*Instructions to follow*
Please arrange the lines from the start of the records through the line containing "point(59, 57)", both included, as a JSON list of strings, one string per line, with blank lines left out.
* Start Records supplied *
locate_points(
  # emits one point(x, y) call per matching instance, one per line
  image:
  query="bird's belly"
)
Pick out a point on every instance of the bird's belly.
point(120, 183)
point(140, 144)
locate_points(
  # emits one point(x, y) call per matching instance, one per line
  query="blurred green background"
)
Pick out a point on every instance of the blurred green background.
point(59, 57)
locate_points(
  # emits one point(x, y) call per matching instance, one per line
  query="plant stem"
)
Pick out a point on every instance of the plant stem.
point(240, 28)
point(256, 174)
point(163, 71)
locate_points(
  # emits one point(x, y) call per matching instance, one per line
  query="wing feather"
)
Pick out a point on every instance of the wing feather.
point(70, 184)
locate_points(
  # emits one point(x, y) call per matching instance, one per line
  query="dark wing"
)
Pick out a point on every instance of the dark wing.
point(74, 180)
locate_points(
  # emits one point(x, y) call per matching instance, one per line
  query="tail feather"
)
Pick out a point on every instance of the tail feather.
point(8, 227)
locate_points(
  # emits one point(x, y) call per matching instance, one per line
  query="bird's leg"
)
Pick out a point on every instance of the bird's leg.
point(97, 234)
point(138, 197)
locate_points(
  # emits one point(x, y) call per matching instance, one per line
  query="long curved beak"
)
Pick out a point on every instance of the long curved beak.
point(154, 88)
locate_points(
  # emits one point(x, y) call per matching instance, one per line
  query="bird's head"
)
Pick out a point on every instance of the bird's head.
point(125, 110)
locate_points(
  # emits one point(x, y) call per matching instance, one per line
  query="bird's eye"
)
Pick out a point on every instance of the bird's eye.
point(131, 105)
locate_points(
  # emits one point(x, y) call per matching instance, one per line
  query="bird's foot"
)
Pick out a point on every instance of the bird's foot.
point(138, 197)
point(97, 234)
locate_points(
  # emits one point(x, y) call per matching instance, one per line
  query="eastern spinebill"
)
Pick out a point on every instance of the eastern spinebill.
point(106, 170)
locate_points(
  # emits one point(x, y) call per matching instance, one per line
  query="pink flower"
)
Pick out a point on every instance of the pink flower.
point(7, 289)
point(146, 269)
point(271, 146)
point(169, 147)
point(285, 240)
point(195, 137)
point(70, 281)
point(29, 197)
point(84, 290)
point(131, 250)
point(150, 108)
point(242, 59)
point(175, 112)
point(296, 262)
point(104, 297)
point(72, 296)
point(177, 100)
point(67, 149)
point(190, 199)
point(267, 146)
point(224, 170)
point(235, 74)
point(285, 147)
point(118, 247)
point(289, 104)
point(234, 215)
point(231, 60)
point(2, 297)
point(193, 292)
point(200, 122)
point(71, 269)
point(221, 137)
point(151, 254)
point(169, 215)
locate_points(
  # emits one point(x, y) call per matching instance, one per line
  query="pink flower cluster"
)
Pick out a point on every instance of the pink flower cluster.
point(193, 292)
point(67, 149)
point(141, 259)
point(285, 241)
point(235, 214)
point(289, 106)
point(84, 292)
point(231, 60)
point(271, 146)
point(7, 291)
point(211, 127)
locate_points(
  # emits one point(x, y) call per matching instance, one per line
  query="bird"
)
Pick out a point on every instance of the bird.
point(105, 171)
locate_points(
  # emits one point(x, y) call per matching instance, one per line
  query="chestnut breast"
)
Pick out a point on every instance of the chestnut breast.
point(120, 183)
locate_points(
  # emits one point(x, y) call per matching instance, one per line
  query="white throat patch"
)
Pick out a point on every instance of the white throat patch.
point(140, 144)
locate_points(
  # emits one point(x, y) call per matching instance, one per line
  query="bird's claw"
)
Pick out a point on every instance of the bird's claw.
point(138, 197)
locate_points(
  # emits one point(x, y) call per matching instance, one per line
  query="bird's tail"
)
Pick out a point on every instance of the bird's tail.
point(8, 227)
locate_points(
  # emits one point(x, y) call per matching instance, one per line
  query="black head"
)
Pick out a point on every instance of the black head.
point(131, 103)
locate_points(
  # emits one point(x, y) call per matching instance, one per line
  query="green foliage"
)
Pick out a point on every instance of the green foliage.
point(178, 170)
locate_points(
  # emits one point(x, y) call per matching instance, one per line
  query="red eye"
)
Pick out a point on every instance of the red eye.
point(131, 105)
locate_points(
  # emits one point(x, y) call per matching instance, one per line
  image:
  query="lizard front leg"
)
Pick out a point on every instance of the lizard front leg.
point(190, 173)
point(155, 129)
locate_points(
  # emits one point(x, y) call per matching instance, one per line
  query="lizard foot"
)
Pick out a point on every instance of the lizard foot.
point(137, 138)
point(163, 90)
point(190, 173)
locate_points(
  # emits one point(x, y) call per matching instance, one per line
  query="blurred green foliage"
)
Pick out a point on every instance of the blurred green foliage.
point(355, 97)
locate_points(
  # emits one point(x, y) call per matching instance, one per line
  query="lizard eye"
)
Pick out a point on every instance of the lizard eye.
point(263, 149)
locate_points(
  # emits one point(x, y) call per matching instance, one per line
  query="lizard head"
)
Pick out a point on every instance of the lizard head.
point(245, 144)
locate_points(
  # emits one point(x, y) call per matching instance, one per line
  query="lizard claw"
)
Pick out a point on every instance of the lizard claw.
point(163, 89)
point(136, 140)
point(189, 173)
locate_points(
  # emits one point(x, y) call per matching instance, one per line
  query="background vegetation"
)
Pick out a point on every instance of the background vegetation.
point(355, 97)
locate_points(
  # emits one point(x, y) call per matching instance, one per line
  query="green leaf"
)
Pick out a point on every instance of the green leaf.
* End Records supplied *
*Problem solution*
[
  "locate_points(",
  "  # emits one point(x, y) call per matching instance, one per line",
  "  image:",
  "  query=\"bird's belly\"",
  ")",
  "Pick out a point on every instance of the bird's belly.",
  "point(120, 183)",
  "point(140, 144)",
  "locate_points(",
  "  # emits one point(x, y) call per matching instance, one per line",
  "  query=\"blurred green background\"",
  ")",
  "Pick out a point on every instance of the blurred green background.",
  "point(59, 57)"
]